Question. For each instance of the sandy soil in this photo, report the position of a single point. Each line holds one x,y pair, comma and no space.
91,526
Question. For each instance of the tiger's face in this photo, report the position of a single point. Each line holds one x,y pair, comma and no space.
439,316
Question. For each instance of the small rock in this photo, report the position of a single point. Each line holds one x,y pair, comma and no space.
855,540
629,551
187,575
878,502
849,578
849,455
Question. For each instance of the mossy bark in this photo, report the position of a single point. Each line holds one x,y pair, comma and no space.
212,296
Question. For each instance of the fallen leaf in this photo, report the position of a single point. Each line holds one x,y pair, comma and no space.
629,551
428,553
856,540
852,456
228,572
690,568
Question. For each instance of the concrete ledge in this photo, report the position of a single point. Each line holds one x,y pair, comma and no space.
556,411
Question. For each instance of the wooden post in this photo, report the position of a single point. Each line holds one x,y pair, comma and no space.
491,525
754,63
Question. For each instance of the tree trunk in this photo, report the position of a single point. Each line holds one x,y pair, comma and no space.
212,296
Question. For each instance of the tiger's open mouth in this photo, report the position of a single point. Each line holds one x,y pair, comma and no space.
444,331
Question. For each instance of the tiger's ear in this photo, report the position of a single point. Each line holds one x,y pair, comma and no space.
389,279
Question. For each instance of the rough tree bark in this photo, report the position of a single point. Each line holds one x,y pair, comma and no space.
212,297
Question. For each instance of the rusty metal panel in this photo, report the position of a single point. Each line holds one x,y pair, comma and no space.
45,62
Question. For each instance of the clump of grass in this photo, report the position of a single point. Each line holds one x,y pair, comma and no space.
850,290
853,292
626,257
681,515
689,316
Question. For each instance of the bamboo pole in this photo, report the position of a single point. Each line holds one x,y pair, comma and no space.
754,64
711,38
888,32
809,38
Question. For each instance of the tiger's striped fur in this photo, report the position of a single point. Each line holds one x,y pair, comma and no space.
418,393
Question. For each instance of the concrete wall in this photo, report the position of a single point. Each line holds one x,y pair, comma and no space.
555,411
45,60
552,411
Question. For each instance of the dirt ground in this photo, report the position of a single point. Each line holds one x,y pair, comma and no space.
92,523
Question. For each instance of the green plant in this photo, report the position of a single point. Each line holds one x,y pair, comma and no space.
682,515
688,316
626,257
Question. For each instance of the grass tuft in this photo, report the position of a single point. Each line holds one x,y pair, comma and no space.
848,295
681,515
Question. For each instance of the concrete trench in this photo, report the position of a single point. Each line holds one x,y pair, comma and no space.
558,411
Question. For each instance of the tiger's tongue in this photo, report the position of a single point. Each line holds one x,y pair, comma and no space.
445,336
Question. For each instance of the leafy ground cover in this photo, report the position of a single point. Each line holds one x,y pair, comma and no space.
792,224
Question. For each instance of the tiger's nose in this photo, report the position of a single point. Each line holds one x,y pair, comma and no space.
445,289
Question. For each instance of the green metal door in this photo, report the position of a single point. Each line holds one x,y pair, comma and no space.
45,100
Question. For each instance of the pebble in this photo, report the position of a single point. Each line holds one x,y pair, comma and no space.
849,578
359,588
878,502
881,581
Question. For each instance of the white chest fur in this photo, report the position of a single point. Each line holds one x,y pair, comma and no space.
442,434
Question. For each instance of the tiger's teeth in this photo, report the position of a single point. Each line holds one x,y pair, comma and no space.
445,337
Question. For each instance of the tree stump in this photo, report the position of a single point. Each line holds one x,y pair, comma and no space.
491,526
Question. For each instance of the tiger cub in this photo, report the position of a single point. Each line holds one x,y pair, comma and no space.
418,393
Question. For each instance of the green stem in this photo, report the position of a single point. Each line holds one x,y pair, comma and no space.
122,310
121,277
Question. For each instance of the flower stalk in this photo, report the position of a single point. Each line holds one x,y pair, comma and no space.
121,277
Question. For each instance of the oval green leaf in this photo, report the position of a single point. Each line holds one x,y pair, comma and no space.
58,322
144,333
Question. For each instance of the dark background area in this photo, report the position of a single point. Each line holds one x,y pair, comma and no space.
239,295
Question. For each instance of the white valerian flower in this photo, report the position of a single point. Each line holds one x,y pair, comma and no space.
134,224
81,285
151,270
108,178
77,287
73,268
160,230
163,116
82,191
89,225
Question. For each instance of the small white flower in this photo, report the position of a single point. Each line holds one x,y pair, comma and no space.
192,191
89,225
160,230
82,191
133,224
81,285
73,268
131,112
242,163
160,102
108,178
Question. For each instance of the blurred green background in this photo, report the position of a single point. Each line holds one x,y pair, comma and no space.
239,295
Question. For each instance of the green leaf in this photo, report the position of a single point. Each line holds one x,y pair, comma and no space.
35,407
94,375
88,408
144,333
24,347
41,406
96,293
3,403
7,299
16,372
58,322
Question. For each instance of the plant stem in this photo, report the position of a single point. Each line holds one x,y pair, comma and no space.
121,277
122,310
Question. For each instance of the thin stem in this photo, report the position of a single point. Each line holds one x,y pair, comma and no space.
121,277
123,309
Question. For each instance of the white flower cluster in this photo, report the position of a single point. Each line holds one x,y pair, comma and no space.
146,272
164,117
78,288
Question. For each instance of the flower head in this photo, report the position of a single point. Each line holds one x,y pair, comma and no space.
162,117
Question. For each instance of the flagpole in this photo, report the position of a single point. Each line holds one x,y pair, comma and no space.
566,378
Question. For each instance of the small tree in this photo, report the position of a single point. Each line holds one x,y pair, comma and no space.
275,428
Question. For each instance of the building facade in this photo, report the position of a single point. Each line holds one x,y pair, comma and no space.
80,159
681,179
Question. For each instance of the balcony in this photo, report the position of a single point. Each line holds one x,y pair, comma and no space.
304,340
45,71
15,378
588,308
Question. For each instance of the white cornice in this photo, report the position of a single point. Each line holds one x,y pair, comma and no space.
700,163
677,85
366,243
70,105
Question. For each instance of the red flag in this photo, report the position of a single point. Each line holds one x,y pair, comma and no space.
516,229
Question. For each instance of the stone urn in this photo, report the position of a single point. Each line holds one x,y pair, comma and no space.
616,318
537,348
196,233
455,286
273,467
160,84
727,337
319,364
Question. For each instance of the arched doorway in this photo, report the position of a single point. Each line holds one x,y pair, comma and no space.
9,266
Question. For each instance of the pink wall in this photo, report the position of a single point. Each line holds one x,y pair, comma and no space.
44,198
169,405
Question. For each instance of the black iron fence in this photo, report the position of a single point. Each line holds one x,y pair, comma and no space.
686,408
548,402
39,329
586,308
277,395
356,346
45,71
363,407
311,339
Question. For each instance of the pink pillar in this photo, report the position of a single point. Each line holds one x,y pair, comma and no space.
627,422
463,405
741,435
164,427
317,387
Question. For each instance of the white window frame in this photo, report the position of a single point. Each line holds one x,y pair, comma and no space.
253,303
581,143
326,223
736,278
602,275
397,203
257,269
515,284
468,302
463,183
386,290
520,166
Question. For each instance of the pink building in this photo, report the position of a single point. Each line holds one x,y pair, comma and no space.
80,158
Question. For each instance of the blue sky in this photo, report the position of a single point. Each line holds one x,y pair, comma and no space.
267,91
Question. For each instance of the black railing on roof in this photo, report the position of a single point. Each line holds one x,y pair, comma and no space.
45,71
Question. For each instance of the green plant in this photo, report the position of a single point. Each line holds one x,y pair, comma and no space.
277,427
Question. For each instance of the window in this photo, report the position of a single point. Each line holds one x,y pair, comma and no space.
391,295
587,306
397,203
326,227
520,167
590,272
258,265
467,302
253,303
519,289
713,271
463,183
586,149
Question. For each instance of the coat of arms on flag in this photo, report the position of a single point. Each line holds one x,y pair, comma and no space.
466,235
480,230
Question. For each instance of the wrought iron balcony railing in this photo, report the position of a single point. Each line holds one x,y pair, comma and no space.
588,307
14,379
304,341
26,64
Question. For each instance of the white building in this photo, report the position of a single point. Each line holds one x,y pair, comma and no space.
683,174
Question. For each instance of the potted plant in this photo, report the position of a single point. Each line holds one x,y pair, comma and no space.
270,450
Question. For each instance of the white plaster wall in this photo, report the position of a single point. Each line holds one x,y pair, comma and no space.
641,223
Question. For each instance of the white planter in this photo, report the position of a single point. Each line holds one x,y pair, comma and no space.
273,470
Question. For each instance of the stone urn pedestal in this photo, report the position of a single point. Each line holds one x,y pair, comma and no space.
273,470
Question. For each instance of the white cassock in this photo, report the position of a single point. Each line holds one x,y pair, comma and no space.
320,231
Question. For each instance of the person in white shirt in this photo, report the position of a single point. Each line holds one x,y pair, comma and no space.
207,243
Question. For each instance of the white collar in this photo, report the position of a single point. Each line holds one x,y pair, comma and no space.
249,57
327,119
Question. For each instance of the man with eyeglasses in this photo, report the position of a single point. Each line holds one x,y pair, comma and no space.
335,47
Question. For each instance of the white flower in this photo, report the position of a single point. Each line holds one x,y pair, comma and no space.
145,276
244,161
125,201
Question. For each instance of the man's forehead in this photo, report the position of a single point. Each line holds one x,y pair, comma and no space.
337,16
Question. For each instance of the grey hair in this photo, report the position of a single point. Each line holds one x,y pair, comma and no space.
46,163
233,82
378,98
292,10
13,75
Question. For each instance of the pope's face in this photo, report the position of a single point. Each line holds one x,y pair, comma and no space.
···
# Task requirements
Only the lines from the one containing "Question. For each instance of the white collar" through the last line of the material belong in your answer; output them exactly.

# Solution
Question. For each instance of the white collar in this photo, report the position of a single point. Each line holds one x,y pair, comma and no space.
249,57
327,119
Question. For each instance of the man with eyeglasses in this photo, report the position of a single point. Each line holds one x,y pair, comma and no space.
335,47
Question. For each instance of the white flower in this photo, report the position of a single point. Each line holds one x,y pair, comma and no space.
145,276
244,161
125,201
Question. For each instance of the man's forehead in this photo, report the position of a single point. Each line holds one x,y pair, comma and no space.
337,16
Question. For each instance of the grey hair in this photo, report the position of a single point. Each line holds one x,y pair, comma and no space.
46,163
233,82
378,98
292,10
13,75
Question. For each instance of the pope's face in this photo, report the position of a single point. Each line holds one x,y pair, comma and no space.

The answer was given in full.